» Exercise requirements
Would you retype every entry that follows without altering a word?

» Entries provided
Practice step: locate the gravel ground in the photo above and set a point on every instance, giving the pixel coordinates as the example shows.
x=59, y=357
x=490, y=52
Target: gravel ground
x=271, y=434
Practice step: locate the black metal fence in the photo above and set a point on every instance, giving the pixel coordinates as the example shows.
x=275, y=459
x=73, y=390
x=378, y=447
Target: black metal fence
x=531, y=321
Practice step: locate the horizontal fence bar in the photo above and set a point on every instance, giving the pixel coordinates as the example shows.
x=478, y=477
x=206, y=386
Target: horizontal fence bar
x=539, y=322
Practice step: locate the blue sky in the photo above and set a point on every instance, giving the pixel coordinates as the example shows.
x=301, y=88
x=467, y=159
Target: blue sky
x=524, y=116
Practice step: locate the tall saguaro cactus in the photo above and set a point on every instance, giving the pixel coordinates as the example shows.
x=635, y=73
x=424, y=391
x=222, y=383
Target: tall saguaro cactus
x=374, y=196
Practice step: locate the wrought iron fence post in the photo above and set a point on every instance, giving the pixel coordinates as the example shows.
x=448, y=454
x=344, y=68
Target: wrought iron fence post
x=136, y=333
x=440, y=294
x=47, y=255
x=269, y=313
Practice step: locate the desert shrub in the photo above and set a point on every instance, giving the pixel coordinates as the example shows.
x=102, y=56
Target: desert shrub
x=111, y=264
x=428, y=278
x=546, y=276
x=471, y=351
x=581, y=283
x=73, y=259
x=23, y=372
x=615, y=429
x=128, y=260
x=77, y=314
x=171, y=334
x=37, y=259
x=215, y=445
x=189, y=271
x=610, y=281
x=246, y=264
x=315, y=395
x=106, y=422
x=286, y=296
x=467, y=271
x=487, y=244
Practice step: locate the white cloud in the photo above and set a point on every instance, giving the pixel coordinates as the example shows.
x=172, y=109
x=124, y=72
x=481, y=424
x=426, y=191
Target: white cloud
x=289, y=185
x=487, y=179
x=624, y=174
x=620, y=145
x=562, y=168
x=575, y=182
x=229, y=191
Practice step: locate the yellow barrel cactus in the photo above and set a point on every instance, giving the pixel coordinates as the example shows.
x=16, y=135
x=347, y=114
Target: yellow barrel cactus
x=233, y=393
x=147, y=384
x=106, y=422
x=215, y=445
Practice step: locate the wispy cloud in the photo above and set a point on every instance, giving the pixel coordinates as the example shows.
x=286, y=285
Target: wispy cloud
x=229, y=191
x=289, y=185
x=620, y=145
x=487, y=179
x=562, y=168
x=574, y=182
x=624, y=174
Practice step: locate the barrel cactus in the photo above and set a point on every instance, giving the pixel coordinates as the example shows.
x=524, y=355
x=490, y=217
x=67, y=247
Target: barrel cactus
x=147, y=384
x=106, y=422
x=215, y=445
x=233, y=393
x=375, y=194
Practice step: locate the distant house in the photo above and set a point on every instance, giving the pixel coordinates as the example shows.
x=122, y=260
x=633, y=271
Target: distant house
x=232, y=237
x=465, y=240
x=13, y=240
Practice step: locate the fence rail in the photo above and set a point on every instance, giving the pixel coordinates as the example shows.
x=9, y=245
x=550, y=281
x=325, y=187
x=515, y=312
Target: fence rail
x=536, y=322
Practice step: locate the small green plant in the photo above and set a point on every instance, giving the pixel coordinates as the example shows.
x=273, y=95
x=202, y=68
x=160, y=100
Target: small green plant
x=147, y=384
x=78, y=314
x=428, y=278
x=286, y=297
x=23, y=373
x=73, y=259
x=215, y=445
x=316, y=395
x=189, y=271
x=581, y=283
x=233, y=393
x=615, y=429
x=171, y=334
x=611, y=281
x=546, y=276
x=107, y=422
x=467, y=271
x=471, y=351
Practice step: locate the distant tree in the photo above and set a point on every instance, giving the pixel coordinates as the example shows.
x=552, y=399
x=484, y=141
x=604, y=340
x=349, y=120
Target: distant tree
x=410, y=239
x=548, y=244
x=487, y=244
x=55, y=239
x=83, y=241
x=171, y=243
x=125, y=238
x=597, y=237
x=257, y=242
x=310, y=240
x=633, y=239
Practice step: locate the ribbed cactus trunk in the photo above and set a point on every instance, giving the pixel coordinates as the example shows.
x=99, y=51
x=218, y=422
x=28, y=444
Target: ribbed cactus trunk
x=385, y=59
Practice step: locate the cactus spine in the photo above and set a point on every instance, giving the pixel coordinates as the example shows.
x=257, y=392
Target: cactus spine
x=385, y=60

» Exercise response
Practice step: locate the gravel ground in the photo above and set a point on every instance, giving the pixel coordinates as the example shows.
x=59, y=357
x=490, y=52
Target: gravel ground
x=271, y=434
Practice step: locate the black metal fence in the photo above and set a point on every instance, giving the pixel coordinates as the example shows.
x=275, y=459
x=73, y=390
x=378, y=447
Target: black metal fence
x=531, y=321
Practice step: locate the horizontal fence bar in the photo above and set a point on every instance, giving the pixel coordinates as the example shows.
x=478, y=477
x=206, y=386
Target: horizontal fence bar
x=539, y=322
Practice step: locate the blue sky in the photo above and set a point on every instance, giving the pixel coordinates as the example shows.
x=301, y=88
x=467, y=159
Target: blue sky
x=524, y=116
Practice step: locate the tall saguaro cactus in the photo above and set a point on every instance, giving the pixel coordinates as the example shows.
x=635, y=73
x=424, y=391
x=222, y=383
Target: tall saguaro cactus
x=374, y=196
Practice step: locate the wrought iron fence post in the photo above and set a point on every instance, giving the pixel coordinates as the example shows.
x=448, y=454
x=344, y=68
Target: wrought iron fence post
x=136, y=333
x=440, y=294
x=47, y=255
x=269, y=313
Practice step: locate the desert shrub in the photo above and set a point on every instance, giving the pixel coordinates as the example shows.
x=102, y=56
Target: desert shrub
x=111, y=264
x=428, y=278
x=546, y=276
x=471, y=351
x=581, y=283
x=73, y=259
x=23, y=372
x=615, y=429
x=128, y=260
x=77, y=314
x=171, y=334
x=37, y=259
x=215, y=445
x=189, y=271
x=610, y=281
x=246, y=264
x=315, y=395
x=106, y=422
x=286, y=296
x=467, y=271
x=487, y=244
Practice step: locate the white cloud in the photo above and set a point on every instance, giving the pixel coordinates as the example shows.
x=172, y=109
x=124, y=72
x=481, y=424
x=426, y=191
Target: white cloud
x=289, y=185
x=487, y=179
x=624, y=174
x=620, y=145
x=562, y=168
x=575, y=182
x=229, y=191
Practice step: locate the yellow barrel cactus in the photo above and set a point on every instance, giving the pixel coordinates as the example shows.
x=16, y=135
x=347, y=114
Target: yellow barrel cactus
x=233, y=393
x=147, y=384
x=106, y=422
x=215, y=445
Practice step: locate the wispy cloud in the photo above and set a point on every instance, giving the pixel coordinates as the example shows.
x=286, y=285
Target: wispy cloud
x=229, y=191
x=289, y=185
x=620, y=145
x=487, y=179
x=562, y=168
x=574, y=182
x=624, y=174
Practice step: locate the barrel cactus in the photo above and set a point on every instance, giving the pixel coordinates as the example shows.
x=524, y=355
x=490, y=217
x=67, y=247
Target: barrel cactus
x=147, y=384
x=106, y=422
x=215, y=445
x=233, y=393
x=375, y=194
Practice step: locate the distant house in the photo above and set a point on every instance, giving the pixel coordinates as the example shows.
x=122, y=260
x=633, y=271
Target: distant house
x=232, y=237
x=465, y=240
x=13, y=240
Practice step: locate the fence rail in the photo above and set a point on every instance, giving the pixel coordinates as the example shows.
x=9, y=245
x=550, y=281
x=325, y=187
x=515, y=312
Target: fence rail
x=536, y=322
Practice step: locate the small green plant in the photo above and set a point on every instance, giving the pixel coordinates as the example shows.
x=273, y=95
x=202, y=68
x=160, y=100
Target: small green plant
x=147, y=384
x=78, y=314
x=428, y=278
x=286, y=297
x=23, y=373
x=73, y=259
x=215, y=445
x=316, y=395
x=189, y=271
x=581, y=283
x=233, y=393
x=615, y=429
x=171, y=334
x=611, y=281
x=546, y=276
x=107, y=422
x=467, y=271
x=471, y=351
Practice step: locate the distant tree in the photo above and set a point on every instance, giving the pixel coordinates as the example shows.
x=552, y=399
x=484, y=141
x=604, y=340
x=349, y=120
Target: distant tree
x=410, y=239
x=548, y=244
x=487, y=244
x=55, y=239
x=83, y=241
x=171, y=243
x=125, y=238
x=597, y=237
x=257, y=242
x=310, y=240
x=633, y=239
Practice step: locate the ribbed cactus trunk in the photo above and set a point on every instance, giving the pixel coordinates as the example shows.
x=99, y=51
x=218, y=422
x=28, y=444
Target: ribbed cactus trunk
x=385, y=59
Practice step: locate the cactus spine in the photo above and set a point on every instance, giving the pixel coordinates as the example shows.
x=257, y=392
Target: cactus spine
x=385, y=60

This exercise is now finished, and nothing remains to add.